Google
 

Minggu, 20 Maret 2005

Pesona Kintamani Ternoda Bangunan Jurang

Siapa tak mengenal Kintamani, sebuah obyek wisata yang menawarkan view menawan dengan keelokan pesona Gunung Batur beserta danaunya. Sayangnya, seiring dengan perkembangan sektor usaha di obyek yang terletak di Kabupaten Bangli ini, pembangunan fisik pun makin tak terkendali. Keindahan alam yang menjadi investasi terkuat dari pariwisata Kintamani, seolah hendak 'dibumi-hanguskan' oleh generasi kini. Benarkah?

SEJAK beberapa tahun lalu, status kawasan wisata yang dimiliki Kintamani sempat diubah oleh Pemerintah Propinsi Bali menjadi hanya 'stop over' atau persinggahan. Targetnya, tentu tak lain agar tidak ada pembangunan sarana akomodasi, khususnya penginapan, di tempat tersebut. Mengingat kondisi alam yang didominasi jurang, pembangunan sarana fisik secara berlebihan tentu akan merusak alam sekitar. Tak hanya berarti ancaman kerusakan lingkungan bagi masyarakat sekitar, kerusakan juga secara otomatis akan menurunkan daya tarik wisata.

———

• [Tujuan Tugas]:
Dapatkah Anda menyalin tanpa perubahan bagian artikel tentang Kintamani yang dibuka oleh kata-kata yang memuat "Minggu, 20 Maret" dan ditutup dengan "generasi kini. Benarkah?"?

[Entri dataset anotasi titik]

———

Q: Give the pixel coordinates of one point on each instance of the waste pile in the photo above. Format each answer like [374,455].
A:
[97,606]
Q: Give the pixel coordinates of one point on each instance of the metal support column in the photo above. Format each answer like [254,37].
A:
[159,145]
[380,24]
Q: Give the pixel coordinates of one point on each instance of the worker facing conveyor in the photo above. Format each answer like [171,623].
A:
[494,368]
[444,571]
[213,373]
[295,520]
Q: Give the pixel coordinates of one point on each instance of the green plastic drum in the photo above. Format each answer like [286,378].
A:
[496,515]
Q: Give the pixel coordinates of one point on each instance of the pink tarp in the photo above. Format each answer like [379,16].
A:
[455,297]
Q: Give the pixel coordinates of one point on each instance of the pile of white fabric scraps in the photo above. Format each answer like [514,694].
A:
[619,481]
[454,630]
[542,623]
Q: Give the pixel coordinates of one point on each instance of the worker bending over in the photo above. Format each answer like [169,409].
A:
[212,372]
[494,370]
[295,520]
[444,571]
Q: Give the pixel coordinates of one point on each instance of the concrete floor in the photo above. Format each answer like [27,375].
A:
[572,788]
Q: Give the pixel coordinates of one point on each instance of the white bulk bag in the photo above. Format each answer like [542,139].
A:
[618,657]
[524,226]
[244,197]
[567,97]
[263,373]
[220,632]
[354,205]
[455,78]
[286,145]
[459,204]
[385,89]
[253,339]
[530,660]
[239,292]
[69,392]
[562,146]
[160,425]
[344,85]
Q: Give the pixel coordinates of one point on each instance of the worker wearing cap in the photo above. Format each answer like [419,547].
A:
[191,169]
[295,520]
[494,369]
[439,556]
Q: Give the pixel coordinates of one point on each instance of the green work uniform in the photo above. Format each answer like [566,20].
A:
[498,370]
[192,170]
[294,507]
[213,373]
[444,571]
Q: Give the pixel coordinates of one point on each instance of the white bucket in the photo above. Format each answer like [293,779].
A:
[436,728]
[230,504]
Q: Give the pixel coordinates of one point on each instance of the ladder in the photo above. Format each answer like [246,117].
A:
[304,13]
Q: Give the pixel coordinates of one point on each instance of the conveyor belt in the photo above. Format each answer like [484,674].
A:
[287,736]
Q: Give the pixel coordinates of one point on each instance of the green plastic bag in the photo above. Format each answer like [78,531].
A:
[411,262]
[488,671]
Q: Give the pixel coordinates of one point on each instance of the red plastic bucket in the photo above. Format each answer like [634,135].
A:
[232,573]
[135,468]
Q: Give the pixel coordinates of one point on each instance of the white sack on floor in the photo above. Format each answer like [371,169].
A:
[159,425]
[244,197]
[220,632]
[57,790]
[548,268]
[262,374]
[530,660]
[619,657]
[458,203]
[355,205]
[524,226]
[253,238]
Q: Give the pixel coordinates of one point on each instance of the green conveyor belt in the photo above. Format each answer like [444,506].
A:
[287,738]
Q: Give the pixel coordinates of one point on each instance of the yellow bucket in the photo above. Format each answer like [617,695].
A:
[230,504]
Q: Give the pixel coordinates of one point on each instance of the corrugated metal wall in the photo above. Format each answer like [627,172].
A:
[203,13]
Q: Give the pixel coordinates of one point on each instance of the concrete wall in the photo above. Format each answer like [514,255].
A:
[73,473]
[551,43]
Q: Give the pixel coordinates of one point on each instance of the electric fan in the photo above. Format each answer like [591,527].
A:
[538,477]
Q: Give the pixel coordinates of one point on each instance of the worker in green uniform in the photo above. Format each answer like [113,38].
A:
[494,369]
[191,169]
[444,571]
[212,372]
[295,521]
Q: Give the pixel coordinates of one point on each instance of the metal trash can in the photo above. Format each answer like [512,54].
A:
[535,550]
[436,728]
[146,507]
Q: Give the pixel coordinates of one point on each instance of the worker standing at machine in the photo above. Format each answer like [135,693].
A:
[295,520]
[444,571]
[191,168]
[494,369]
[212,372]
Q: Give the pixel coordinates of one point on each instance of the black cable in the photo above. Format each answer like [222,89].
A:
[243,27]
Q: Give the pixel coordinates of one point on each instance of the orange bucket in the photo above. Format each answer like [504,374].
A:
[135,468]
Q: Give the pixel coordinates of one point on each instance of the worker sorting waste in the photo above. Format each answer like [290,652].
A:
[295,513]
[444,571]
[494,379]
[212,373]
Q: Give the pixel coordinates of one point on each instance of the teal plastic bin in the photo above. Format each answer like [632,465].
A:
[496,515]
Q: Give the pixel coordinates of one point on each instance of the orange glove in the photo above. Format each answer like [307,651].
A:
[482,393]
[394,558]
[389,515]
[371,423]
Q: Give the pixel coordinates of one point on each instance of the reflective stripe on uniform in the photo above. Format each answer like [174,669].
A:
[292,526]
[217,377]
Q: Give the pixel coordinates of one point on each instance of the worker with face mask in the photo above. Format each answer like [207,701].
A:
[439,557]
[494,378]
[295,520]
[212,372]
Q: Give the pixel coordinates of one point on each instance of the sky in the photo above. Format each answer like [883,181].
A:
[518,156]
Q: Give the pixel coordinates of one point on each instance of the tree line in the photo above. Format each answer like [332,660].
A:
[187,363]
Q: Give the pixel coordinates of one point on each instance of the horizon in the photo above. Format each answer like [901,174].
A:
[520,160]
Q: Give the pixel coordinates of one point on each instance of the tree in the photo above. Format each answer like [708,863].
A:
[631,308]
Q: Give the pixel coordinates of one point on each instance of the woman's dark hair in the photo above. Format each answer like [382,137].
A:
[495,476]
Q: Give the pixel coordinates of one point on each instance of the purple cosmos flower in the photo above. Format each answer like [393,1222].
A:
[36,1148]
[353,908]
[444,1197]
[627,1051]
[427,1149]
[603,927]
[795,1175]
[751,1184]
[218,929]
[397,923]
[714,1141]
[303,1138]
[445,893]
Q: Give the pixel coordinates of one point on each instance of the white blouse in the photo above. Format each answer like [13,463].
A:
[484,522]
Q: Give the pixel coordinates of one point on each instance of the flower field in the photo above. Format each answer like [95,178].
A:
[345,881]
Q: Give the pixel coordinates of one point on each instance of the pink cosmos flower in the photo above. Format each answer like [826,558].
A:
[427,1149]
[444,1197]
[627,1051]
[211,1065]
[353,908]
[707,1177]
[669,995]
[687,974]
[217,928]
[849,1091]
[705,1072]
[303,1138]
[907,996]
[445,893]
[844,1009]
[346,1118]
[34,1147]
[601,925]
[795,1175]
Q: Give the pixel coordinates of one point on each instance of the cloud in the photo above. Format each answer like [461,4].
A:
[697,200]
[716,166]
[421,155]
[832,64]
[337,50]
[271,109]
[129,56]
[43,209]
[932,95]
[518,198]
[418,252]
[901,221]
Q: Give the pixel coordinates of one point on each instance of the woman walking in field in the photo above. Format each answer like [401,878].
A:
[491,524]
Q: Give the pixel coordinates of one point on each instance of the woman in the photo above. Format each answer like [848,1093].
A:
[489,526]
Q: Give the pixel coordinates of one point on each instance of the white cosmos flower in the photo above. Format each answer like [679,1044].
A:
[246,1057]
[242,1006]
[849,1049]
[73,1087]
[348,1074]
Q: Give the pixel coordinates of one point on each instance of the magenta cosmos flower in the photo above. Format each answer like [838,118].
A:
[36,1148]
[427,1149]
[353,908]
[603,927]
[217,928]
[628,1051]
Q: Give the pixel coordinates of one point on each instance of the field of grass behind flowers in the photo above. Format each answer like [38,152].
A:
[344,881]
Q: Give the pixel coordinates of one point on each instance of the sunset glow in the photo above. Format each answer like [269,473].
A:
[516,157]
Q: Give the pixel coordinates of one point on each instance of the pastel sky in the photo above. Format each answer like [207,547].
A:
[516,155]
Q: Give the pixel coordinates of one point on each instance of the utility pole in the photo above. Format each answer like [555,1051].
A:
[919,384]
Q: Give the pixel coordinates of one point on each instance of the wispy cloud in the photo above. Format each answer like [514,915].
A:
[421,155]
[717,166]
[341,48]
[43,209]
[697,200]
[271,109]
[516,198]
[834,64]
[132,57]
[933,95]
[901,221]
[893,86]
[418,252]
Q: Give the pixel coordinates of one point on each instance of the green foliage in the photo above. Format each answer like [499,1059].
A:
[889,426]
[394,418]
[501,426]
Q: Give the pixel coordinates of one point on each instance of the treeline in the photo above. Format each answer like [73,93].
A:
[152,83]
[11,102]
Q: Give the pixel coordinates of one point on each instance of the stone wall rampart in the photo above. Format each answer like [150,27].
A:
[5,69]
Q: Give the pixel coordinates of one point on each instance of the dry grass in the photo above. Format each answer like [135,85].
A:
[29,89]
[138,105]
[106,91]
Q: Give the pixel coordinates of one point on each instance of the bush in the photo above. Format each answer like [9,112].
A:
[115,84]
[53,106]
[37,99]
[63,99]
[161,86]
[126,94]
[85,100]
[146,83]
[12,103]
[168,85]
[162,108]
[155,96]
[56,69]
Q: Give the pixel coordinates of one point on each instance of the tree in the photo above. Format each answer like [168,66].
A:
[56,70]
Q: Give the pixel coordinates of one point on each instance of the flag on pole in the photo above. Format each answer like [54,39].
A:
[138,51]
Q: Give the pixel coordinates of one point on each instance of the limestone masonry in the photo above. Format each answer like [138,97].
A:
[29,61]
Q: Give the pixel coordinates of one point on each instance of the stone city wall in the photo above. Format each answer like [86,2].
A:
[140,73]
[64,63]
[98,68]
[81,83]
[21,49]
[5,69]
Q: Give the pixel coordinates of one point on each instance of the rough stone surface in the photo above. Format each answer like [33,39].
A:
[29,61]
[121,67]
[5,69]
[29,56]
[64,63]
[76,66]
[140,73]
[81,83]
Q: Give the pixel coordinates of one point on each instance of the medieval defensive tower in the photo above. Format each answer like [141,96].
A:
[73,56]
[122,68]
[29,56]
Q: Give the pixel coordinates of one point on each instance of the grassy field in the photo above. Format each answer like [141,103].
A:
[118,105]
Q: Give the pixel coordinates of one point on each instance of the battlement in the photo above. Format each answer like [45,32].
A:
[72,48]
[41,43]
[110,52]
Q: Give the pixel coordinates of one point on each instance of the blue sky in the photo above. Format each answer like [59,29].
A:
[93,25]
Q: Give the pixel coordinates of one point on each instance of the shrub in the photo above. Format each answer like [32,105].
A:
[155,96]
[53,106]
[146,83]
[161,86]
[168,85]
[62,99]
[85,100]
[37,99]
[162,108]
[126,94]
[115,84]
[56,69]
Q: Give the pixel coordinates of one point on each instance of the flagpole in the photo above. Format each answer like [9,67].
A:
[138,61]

———

• [Hasil Latihan]:
Minggu, 20 Maret 2005

Pesona Kintamani Ternoda Bangunan Jurang

Siapa tak mengenal Kintamani, sebuah obyek wisata yang menawarkan view menawan dengan keelokan pesona Gunung Batur beserta danaunya. Sayangnya, seiring dengan perkembangan sektor usaha di obyek yang terletak di Kabupaten Bangli ini, pembangunan fisik pun makin tak terkendali. Keindahan alam yang menjadi investasi terkuat dari pariwisata Kintamani, seolah hendak 'dibumi-hanguskan' oleh generasi kini. Benarkah?